## Extrait du document
:::
Quand la monarchie française était défendue par un… Soleurois
Le Suisse Pierre-Victor de Besenval commandait les troupes royales lors des événements révolutionnaires de juillet 1789. Un ouvrage collectif revient sur le parcours exceptionnel de cet homme des Lumières.
«Besenval, accusé pour le 14 juillet, n’avait fait après tout qu’exécuter les ordres de son chef le ministre, les ordres du roi», écrit le grand historien Jules Michelet (1798-1874) dans son Histoire de la Révolution française. Qui est ce Pierre-Victor de Besenval, accusé d’avoir réprimé les révolutionnaires en juillet 1789, notamment lors de la prise de la Bastille?Lien externe Ce grand chef militaire, qui commande les troupes du roi Louis XVI dans toute la région parisienne et bien au-delà? Un Suisse de 67 ans, qui a grandi dans son bon canton de Soleure.
Un ouvrage qui vient de paraître*, rédigé par une douzaine d’historiens suisses, éclaire le parcours exceptionnel de ce militaire, qui fut aussi auteur de contes, mémorialiste et grand amateur d’art.
Dans la famille Besenval, originaire du Val d’Aoste, on se met au service de la France de père en fils ou presque, depuis 1653. Un attachement fort qui se double d’une puissante assise locale. «Chez les Besenval, comme d’ailleurs chez les Erlach à Berne, les Salis dans les Grisons, les Bachmann à Glaris, les Affry à Fribourg, le service français permet d’accroître le prestige familial dans le canton», remarque l’historien Alain-Jacques Tornare.
C’est l’époque de l’Alliance perpétuelle avec la France, l’époque où le service français attire la moitié des «mercenaires» helvétiques. «Même de simples lieutenants, quand ils rentrent chez eux, tout auréolés de leur expérience au régiment, se voient offrir de charmants petits domaines: pour prendre le cas bernois, un bailliage en pays de Vaud, par exemple», pointe Alain-Jacques Tornare. Bref, un système savant d’alliance qui rapporte gros aux cantons et donne à la France ses troupes d’élite.
:::
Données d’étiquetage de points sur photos
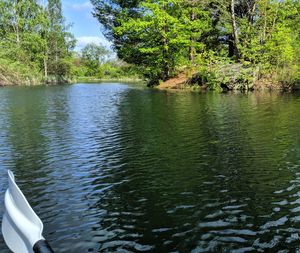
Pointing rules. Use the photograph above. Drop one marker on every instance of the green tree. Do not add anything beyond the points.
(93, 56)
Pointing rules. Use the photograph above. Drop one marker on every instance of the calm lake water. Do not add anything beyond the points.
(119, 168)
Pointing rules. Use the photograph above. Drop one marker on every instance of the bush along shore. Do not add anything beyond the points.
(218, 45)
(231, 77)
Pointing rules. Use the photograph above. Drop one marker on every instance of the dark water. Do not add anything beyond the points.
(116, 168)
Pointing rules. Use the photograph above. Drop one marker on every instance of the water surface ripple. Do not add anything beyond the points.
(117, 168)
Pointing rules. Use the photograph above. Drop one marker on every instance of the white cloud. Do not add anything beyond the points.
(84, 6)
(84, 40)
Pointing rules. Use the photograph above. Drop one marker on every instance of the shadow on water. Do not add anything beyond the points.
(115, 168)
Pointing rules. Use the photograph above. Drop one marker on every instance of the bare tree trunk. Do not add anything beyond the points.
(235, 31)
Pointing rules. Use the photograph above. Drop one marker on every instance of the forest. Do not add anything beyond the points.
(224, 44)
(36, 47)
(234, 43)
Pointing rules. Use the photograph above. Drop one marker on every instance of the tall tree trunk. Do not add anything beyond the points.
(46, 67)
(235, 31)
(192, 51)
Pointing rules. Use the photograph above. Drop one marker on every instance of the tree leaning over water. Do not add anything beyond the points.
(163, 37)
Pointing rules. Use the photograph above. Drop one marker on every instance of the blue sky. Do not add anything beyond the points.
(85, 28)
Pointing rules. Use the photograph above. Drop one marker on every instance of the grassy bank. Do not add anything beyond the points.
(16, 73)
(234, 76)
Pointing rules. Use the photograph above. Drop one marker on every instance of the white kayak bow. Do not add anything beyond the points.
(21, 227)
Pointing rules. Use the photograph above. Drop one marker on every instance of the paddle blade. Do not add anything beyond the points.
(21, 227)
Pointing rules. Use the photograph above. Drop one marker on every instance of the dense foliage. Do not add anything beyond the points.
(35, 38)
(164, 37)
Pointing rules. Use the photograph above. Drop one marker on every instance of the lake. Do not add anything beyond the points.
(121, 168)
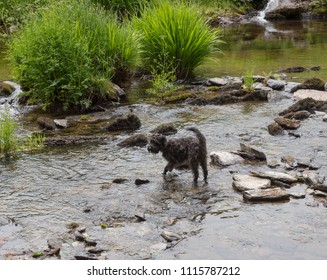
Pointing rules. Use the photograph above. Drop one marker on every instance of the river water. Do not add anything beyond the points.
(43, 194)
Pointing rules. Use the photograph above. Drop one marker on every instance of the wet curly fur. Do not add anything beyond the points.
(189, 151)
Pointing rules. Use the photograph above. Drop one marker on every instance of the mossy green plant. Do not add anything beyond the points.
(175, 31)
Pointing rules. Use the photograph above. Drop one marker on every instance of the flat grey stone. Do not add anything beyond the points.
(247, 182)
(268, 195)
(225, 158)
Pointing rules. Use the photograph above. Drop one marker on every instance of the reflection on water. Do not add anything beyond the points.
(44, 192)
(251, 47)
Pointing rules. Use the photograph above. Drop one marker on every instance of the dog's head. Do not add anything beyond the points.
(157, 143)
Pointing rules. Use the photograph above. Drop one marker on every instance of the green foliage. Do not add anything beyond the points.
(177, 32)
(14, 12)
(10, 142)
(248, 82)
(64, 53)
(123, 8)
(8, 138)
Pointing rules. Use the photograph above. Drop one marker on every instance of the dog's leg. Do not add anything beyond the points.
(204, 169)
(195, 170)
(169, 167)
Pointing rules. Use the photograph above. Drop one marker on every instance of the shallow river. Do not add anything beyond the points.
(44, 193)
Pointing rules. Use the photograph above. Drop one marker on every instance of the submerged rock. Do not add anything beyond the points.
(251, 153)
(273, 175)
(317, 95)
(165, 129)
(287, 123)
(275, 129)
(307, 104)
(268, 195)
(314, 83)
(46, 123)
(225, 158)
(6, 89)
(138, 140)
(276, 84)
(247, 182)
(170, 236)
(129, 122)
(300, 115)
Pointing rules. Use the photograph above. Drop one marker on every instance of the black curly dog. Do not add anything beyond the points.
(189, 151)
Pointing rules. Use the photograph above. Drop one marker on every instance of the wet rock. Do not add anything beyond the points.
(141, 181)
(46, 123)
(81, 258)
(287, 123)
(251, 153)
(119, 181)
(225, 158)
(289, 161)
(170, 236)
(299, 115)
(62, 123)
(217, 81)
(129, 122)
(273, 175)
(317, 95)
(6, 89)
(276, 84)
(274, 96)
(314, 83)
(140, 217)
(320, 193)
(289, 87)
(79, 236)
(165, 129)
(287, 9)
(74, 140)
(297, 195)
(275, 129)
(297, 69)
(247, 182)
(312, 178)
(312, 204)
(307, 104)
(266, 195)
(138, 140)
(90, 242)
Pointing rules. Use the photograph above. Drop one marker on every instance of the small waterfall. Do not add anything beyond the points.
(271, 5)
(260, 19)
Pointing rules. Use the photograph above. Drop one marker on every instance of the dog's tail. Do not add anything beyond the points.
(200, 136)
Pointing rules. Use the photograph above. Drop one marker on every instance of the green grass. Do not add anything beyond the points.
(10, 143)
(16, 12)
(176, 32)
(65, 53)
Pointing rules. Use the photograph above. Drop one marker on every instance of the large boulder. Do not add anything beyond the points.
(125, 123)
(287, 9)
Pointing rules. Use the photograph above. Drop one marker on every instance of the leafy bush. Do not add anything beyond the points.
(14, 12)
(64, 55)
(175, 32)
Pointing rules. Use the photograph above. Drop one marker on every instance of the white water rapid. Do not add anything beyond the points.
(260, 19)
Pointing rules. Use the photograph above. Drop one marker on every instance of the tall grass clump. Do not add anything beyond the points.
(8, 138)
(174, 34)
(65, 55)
:::
## Exercice
Dites, s’il vous plaît, si chaque affirmation concorde avec l’article sur Besenval, en répondant par oui ou non et en citant exactement les mots décisifs de l’article. 1. Besenval avait 67 ans lors des événements de juillet 1789. 2. La famille Besenval était originaire de Soleure. 3. L’ouvrage collectif a été rédigé par une douzaine d’historiens suisses. Les enregistrements forment un matériau distinct de l’article.

## Réponse à l'exercice
1. Oui : « Un Suisse de 67 ans ».
2. Non : « originaire du Val d’Aoste ».
3. Oui : « rédigé par une douzaine d’historiens suisses ».